◆ RECORDS FOR THE TASK
*****
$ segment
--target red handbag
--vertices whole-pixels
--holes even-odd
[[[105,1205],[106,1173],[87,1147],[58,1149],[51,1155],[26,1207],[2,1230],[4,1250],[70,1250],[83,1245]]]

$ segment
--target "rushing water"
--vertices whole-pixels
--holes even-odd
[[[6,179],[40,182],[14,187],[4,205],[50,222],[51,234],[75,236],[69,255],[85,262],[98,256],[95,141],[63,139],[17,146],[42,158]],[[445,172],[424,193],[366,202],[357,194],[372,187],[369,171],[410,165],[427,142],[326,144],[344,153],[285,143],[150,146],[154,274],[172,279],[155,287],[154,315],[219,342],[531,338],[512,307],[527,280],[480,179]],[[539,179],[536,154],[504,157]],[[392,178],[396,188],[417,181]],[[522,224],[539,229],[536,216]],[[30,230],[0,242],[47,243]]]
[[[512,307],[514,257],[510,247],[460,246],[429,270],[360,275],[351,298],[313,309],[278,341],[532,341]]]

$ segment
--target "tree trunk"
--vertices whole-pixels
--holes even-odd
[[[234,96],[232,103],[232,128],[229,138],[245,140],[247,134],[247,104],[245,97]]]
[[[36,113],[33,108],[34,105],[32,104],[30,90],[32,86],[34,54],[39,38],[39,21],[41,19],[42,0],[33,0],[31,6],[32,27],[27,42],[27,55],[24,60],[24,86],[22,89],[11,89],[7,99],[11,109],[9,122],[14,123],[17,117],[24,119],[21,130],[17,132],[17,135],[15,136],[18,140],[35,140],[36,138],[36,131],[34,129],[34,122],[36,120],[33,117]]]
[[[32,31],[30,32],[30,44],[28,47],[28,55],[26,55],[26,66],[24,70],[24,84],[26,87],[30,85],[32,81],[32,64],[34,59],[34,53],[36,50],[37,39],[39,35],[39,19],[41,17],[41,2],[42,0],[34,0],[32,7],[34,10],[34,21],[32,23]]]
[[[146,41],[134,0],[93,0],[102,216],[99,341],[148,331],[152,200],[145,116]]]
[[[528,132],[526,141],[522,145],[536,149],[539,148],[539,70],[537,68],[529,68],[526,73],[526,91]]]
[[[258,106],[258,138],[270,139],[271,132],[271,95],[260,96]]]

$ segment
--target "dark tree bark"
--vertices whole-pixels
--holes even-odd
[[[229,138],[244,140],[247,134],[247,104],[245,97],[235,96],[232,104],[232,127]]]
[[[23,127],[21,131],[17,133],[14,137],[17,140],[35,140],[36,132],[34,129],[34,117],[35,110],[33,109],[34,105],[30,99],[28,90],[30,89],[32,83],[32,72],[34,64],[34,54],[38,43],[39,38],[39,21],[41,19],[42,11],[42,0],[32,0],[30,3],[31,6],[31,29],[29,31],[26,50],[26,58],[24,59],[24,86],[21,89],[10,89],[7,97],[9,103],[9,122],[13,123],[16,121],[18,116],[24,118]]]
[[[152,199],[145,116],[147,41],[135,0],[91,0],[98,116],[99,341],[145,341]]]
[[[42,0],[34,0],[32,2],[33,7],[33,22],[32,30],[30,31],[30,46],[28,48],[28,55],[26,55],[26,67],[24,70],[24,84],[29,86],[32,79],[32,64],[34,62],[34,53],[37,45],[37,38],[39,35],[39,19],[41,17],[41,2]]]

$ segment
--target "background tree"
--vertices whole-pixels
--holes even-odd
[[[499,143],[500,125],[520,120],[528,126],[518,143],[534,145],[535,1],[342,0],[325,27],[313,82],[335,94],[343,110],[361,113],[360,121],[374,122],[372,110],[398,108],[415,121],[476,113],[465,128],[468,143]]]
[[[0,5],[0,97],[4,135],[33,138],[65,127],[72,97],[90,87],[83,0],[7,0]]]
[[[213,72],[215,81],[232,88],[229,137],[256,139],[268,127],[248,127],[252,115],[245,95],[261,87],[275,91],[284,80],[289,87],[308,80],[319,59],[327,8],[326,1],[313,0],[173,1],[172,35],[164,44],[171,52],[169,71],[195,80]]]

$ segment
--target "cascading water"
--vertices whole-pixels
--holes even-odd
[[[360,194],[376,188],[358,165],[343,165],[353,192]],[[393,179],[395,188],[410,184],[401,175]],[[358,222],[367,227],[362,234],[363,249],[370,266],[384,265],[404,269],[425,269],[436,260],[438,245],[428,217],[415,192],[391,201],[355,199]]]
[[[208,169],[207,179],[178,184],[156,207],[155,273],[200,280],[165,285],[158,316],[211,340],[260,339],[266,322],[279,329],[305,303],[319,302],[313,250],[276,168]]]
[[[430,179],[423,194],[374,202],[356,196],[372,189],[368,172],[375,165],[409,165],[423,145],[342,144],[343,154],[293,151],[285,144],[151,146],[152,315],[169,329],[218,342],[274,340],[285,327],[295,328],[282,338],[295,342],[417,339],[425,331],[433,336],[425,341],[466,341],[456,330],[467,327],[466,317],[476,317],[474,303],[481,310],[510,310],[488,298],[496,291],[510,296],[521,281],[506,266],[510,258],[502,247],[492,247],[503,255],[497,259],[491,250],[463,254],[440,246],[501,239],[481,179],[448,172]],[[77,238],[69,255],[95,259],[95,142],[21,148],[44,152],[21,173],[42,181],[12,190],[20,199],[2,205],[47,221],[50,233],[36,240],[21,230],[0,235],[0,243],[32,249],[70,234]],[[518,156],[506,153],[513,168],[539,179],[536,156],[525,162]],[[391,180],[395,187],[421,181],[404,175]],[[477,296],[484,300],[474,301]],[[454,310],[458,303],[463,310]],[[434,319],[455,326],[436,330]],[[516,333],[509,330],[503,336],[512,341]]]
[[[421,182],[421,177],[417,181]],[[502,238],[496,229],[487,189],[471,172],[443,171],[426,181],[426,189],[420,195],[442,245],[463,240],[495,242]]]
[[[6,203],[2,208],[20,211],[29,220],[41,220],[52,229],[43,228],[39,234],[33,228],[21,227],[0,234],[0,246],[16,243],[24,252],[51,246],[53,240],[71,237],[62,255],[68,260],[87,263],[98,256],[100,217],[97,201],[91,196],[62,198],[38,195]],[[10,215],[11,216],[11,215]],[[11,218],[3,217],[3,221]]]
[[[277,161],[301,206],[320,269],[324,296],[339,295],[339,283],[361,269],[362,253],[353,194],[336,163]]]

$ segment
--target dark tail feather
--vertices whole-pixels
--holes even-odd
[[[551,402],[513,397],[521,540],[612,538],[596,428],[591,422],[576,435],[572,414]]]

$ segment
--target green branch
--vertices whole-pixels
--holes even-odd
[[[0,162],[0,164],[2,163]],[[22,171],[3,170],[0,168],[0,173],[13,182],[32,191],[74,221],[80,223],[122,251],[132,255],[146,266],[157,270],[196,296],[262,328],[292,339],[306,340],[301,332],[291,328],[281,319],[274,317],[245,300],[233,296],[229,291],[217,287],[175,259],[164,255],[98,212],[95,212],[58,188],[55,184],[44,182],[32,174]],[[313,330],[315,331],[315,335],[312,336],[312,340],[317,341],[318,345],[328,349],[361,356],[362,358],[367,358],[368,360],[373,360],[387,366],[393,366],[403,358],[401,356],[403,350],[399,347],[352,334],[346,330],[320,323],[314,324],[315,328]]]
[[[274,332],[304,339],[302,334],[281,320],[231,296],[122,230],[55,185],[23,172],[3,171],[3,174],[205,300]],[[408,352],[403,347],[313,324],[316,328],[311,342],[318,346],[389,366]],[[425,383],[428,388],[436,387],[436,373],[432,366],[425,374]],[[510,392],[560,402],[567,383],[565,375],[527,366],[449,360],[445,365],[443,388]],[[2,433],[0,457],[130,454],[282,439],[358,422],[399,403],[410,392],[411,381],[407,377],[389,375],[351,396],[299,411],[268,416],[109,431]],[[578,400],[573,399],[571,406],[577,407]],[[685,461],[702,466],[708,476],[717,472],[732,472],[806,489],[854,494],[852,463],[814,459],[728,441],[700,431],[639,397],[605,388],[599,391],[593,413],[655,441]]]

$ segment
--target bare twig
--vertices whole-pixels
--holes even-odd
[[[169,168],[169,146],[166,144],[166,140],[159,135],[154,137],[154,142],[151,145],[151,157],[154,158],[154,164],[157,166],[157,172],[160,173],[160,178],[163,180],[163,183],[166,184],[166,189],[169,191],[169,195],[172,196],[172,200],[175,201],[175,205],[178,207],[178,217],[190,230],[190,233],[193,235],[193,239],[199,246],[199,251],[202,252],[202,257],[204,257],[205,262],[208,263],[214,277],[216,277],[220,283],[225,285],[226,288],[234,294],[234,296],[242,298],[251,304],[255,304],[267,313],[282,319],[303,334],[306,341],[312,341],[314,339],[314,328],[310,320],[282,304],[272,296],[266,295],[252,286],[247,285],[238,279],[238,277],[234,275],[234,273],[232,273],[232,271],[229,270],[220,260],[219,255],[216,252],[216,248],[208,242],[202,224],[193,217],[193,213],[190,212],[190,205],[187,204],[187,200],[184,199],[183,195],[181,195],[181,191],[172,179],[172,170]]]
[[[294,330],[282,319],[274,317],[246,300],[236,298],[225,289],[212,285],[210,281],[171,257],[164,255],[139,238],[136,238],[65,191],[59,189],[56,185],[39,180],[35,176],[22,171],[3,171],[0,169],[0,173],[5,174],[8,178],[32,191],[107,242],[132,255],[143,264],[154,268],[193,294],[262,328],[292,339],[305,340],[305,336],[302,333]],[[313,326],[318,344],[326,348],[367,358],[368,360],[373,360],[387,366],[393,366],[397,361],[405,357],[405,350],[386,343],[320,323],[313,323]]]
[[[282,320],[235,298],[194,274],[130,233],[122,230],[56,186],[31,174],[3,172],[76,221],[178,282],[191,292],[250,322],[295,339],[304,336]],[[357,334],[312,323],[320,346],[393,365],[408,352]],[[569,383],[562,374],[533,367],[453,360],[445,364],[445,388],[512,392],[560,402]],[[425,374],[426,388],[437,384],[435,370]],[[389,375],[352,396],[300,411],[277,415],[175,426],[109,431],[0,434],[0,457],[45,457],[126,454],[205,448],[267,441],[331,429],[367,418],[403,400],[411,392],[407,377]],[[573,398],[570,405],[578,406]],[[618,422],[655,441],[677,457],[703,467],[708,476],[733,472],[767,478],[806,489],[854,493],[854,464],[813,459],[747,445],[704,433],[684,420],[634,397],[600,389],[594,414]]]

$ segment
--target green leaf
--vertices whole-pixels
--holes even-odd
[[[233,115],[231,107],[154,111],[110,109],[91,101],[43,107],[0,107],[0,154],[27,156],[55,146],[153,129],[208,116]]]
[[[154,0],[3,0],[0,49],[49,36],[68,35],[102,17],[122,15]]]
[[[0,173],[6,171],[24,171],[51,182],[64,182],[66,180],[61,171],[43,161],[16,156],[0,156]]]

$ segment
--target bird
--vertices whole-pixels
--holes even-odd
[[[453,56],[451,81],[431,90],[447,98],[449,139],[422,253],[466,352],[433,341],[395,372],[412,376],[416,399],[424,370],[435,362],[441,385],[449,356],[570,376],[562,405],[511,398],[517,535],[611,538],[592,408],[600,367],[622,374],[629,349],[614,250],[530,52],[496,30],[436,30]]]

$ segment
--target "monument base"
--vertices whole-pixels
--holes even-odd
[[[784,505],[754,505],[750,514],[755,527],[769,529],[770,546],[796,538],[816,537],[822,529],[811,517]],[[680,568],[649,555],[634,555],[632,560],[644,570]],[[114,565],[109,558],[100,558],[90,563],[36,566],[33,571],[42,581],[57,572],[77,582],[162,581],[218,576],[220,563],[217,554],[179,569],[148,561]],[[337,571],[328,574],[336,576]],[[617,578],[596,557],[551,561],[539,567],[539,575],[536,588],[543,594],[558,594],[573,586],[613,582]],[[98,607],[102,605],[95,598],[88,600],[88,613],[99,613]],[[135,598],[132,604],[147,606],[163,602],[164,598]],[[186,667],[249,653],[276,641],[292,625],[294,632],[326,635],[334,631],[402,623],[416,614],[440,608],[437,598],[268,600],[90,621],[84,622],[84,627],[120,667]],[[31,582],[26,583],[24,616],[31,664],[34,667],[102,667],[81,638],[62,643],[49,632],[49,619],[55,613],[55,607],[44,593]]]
*****
◆ WHAT YOU NEED TO DO
State how many lines in the entries hold the word "water", giving the number alone.

◆ ANSWER FOR THIS EXERCISE
2